Ok, quando uno insulta io lo mando a quel paese, ma se costui vuole argomentare, per quanto bislacco sia l’approccio, non c’è problema: argomento anch’io, anche perché la (faticosa) linea di Wu Ming è: “massima disponibilità. Opachi verso i media, trasparenti verso i lettori”.

WM1 “Giusto per farti capire da cosa dipende la nausea.
L’antipatia non è un argomento. L’abbiamo scritto anche sull’ultimo Giap spedito ieri sera: ‘La repressione andrebbe valutata sulla base della pericolosità del repressore, non dell’antipatia del represso’.
Secondo te come mai lo stesso Carlotto (il faro che, nella notte, ti ha condotto sulle rive dell’appello per Battisti), a ogni presentazione dell’ultimo romanzo, fa l’esempio di Battisti come esempio di grave disinformazione mediatica sui temi della colpa e del perdono? E perché ha firmato l’appello lui stesso?
Il paragone tra Curcio e Battisti lo stai facendo tu, non io. Per me sono due casi diversissimi: uno ha rifiutato in blocco il processo perché non riconosceva la giustizia borghese, l’altro afferma che la sentenza che lo condanna all’ergastolo è ‘un cumulo di menzogne’.
Curcio non è stato condannato sulla base di testimonianze di pentiti, perché quando si pentì Peci (il primo di una lunga lista) lui era già in galera da anni.
Battisti invece è stato condannato sulla base della deposizione di un esponente dell’ultimissima leva di pentiti, Pietro Mutti, che si è fatto vivo nell’81 e ha raccontato fatti del ’79 colmando i buchi con frottole (alcune riconosciute come tali già in sede d’istruttoria) e ‘sentiti dire’.
Io ho il sospetto che tu non abbia letto niente della documentazione che, faticosamente e contro una marea montante di forcaiolismo, ci siamo sforzati di produrre sul caso Battisti come paradigma del ritorno dell’emergenza e dei suoi non-risolti. Se Battisti viene estradato, questa decisione peserà sul futuro di centinaia di persone, i rifugiati italiani in Francia e le loro famiglie, persone che hanno avuto asilo grazie all’iniziativa di Mitterrand. Mitterrand mise al lavoro sugli atti processuali italiani un comitato di giuristi, che si misero le mani nei capelli. Anche questo lo spieghiamo nell’ultimo Giap. Ma evidentemente, comminare sentenze sommarie in base a tiramenti di culo costa meno fatica che cercare di informarsi su una campagna d’opinione che è sì impopolare ma proprio per questo è rivelatrice.”

Intorno alle diciotto e trenta, rieccolo:

S. “Caro Roberto, hai ragione su tutto, a livello politico e ideologico non posso che inchinarmi. Esiste pero’ un piano differente, purtroppo – o per fortuna – piu’ immediato, piu’ legato all’istinto, e per questo piu’ potente di ogni ragionamento.
Io ho letto voi ed il Corriere. Di certo l’ho fatto poco e male, ma ho provato lo stesso a farlo perche’ volevo tentare di capire il piu’ possibile.

(LAVORO RICHIESTO)
A: Riduci a un breve elenco puntato il paragrafo del brano sul caso Battisti che comincia con «Battisti invece è stato condannato», conservandone i fatti principali.
B: Prosegui il brano sul caso Battisti partendo dall'ultima frase riportata.

(Voci da un dataset di puntamento)
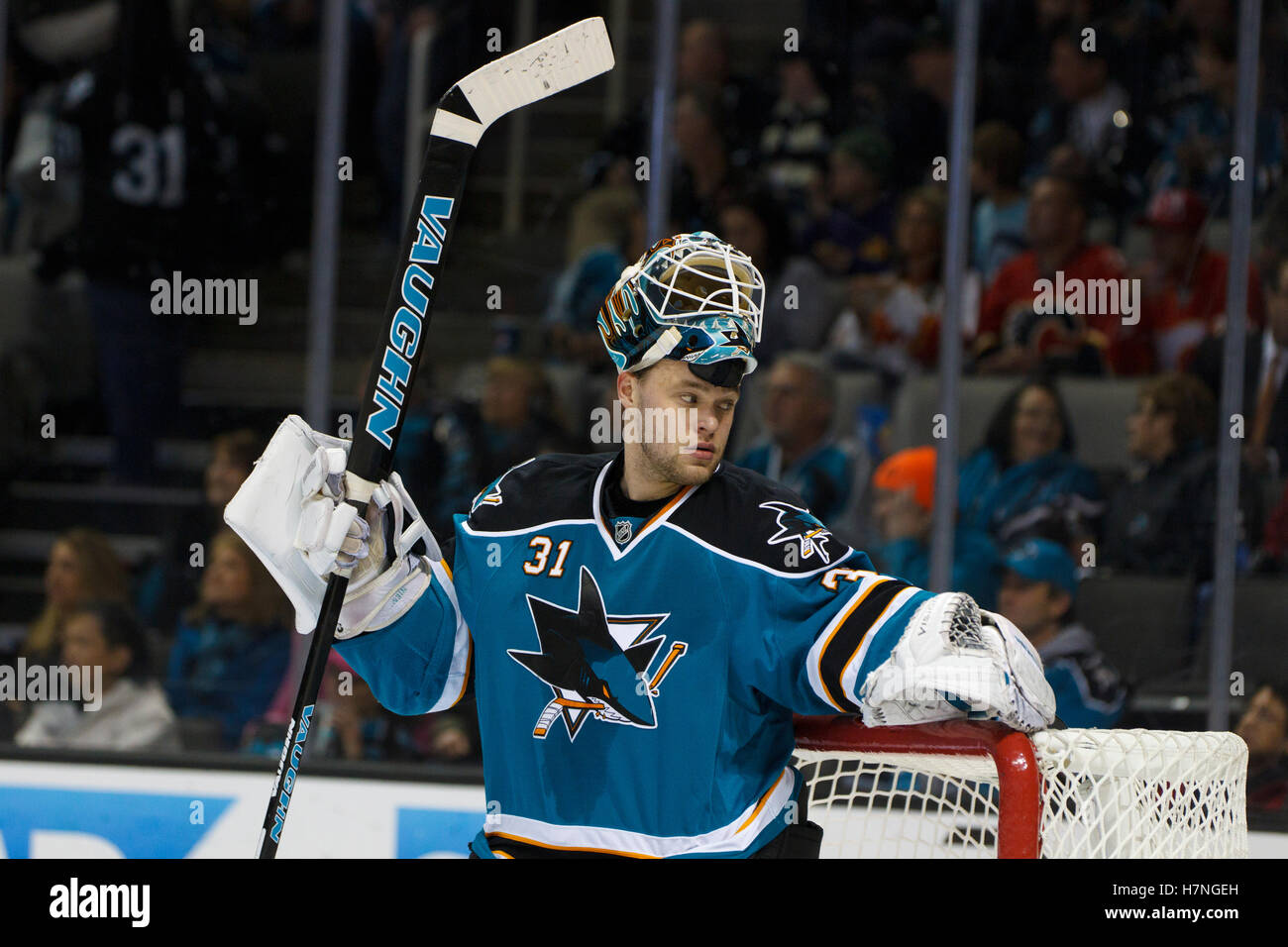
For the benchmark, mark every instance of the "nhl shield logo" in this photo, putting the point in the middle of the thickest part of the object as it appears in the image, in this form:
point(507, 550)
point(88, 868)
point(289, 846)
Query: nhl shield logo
point(622, 531)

(LE RISPOSTE)
A:
- Battisti è stato condannato sulla base della deposizione di Pietro Mutti, esponente dell'ultimissima leva di pentiti.
- Mutti si è fatto vivo nell'81 e ha raccontato fatti del '79.
- Ha colmato i vuoti con frottole, alcune già riconosciute come tali in sede d'istruttoria, e con "sentiti dire".

B:
Poi pero’ Battisti l’ho sentito parlare, e l’ho visto. E li’ di filtri comunicativi ce n’erano ben pochi (il montaggio, il taglio delle inquadrature, niente che pero’ mi potesse davvero condizionare nel profondo). E li’ ogni tentativo di raziocinio si e’ dovuto arrendere. Il ragionamento storico viene intaccato solo in parte, ma quello umano non accetta ragioni. In questo senso, di sicuro molto piu’ che in altri, non “merito” di continuare a far parte della famiglia di GIAP. Continuero’ a sostenervi dall’esterno. Non e’ detto che sia meno utile. Pero’, davvero, non chiedetemi di accostarmi a brutta gente come Battisti. Scusa la semplificazione, che costringe a litigare tra noi. Un abbraccio.”

Mi sforzo di capire e ancora una volta disseziono il testo.
Inizia con una formula di cortesia, poi c’è un’ironica diminutio auctoris (“non posso che inchinarmi”), poi si avventura in un paralogismo dall’odore destrorso/vitalistico: fa un’apologia dell’emotività sbracata definendola “più potente” del ragionamento, come se qui si stesse parlando di “potenza” anziché di verità e giustizia; ammette di essersi informato male, come capitava, e rivendica di essersi arreso di fronte alla necessità del raziocinio, per affidarsi al puro “istinto”. A me pare paccottiglia nazista, rosenberghiana. Termina con una seconda diminutio, dice che non sarà meno “utile” sostenendoci “dall’esterno”, purché non gli si chieda di associarsi a Battisti. Ma che cazzo, glielo abbiamo ordinato noi di firmare l’appello? Di nuovo, mi abbraccia.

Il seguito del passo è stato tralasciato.